- **WHAT YOU ARE ASKED TO DO**
All records are to be retyped faithfully and completely.

START SUPPLIED INFORMATION

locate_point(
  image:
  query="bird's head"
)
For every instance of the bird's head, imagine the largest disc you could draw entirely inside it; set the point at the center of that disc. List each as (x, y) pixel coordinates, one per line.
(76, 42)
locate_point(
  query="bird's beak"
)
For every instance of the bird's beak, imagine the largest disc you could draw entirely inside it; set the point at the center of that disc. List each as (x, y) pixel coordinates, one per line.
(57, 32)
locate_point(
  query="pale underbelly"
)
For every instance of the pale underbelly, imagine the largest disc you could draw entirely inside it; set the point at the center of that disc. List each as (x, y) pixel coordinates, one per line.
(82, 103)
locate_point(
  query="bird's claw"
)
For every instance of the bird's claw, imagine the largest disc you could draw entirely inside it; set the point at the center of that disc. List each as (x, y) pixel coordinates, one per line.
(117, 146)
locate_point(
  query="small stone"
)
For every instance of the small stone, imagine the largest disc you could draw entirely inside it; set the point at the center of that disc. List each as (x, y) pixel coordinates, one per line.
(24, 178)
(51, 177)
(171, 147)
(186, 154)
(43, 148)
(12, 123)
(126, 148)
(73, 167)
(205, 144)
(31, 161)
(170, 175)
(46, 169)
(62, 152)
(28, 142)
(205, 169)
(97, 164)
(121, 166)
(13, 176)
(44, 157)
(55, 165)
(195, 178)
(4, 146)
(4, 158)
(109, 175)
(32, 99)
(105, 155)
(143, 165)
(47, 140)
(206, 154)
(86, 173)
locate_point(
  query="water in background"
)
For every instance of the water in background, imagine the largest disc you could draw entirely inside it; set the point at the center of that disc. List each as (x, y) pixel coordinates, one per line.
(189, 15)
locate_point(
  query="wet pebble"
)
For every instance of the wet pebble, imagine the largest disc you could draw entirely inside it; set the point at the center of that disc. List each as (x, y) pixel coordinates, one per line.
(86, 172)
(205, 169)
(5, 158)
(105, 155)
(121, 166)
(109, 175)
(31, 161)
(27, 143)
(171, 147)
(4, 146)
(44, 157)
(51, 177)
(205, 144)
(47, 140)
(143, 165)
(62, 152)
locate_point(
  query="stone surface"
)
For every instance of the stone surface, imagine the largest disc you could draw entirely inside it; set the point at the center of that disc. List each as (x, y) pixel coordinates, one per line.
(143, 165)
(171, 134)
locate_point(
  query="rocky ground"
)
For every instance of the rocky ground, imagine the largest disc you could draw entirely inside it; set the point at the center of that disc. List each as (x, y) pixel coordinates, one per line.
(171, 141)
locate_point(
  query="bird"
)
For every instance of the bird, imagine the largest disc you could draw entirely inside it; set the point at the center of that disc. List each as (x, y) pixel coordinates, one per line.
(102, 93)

END SUPPLIED INFORMATION

- **ANSWER TO THE PROBLEM**
locate_point(
  image:
  query="bird's head"
)
For every instance of the bird's head, imagine the largest disc you could draw entirely inside it; set the point at the center of that disc. List each as (x, y) pixel coordinates, one per line.
(76, 42)
locate_point(
  query="bird's beak"
)
For every instance of the bird's beak, imagine the largest disc you could draw entirely inside it; set the point at the center of that disc. List each as (x, y) pixel coordinates, one per line.
(57, 32)
locate_point(
  query="pale underbelly"
)
For every instance of the pale underbelly, imagine the largest disc you could draw entirely inside it; set the point at the center of that disc. List each as (x, y) pixel coordinates, one per line.
(82, 103)
locate_point(
  query="bird's claw"
)
For every instance of the bird's claw, imagine the largest disc you could draw entirely inside it; set the point at the center of that disc. List each as (x, y) pixel coordinates, one per line.
(117, 146)
locate_point(
  query="small stone"
)
For every instance of the small stone, imagine the largest disc you could draw entirely inside it; set the point at the center of that disc. List each as (x, y) pixel coordinates, one per line.
(24, 178)
(51, 177)
(171, 147)
(186, 154)
(43, 148)
(12, 123)
(126, 148)
(73, 167)
(205, 144)
(31, 161)
(170, 175)
(46, 169)
(62, 152)
(28, 142)
(205, 169)
(97, 164)
(121, 166)
(13, 176)
(44, 157)
(55, 165)
(195, 178)
(4, 146)
(4, 158)
(109, 175)
(32, 99)
(105, 155)
(143, 165)
(47, 140)
(206, 154)
(86, 173)
locate_point(
  query="water in background"
)
For every instance of the water in background, imagine the largest disc you could draw entirely inside it; set the point at the center of that disc. List each as (x, y) pixel coordinates, one per line.
(189, 15)
locate_point(
  query="wet pebble"
)
For every instance of the wet pebble, imagine the largest disc you could draw entirely inside it; set the point at the center of that disc. List each as (x, y) pixel coordinates, one per line.
(86, 172)
(205, 169)
(5, 158)
(105, 155)
(121, 166)
(109, 175)
(31, 161)
(27, 143)
(171, 147)
(4, 146)
(44, 157)
(51, 177)
(205, 144)
(47, 140)
(143, 165)
(62, 152)
locate_point(
  query="stone surface"
)
For every instance of the stone surface, imagine the largest disc you could draw entirely inside it; set the point at the center of that disc. List each as (x, y) pixel coordinates, one per line.
(143, 165)
(171, 134)
locate_point(
  query="rocky ground"
)
For every instance of the rocky ground, imagine the largest disc you could draw entirely inside it; set the point at the center of that disc. List each as (x, y) pixel coordinates, one per line.
(171, 141)
locate_point(
  query="bird"
)
For every instance of the bird, imagine the largest disc you could draw entirely inside it; set the point at the center of that disc. List each as (x, y) pixel coordinates, one per line.
(102, 93)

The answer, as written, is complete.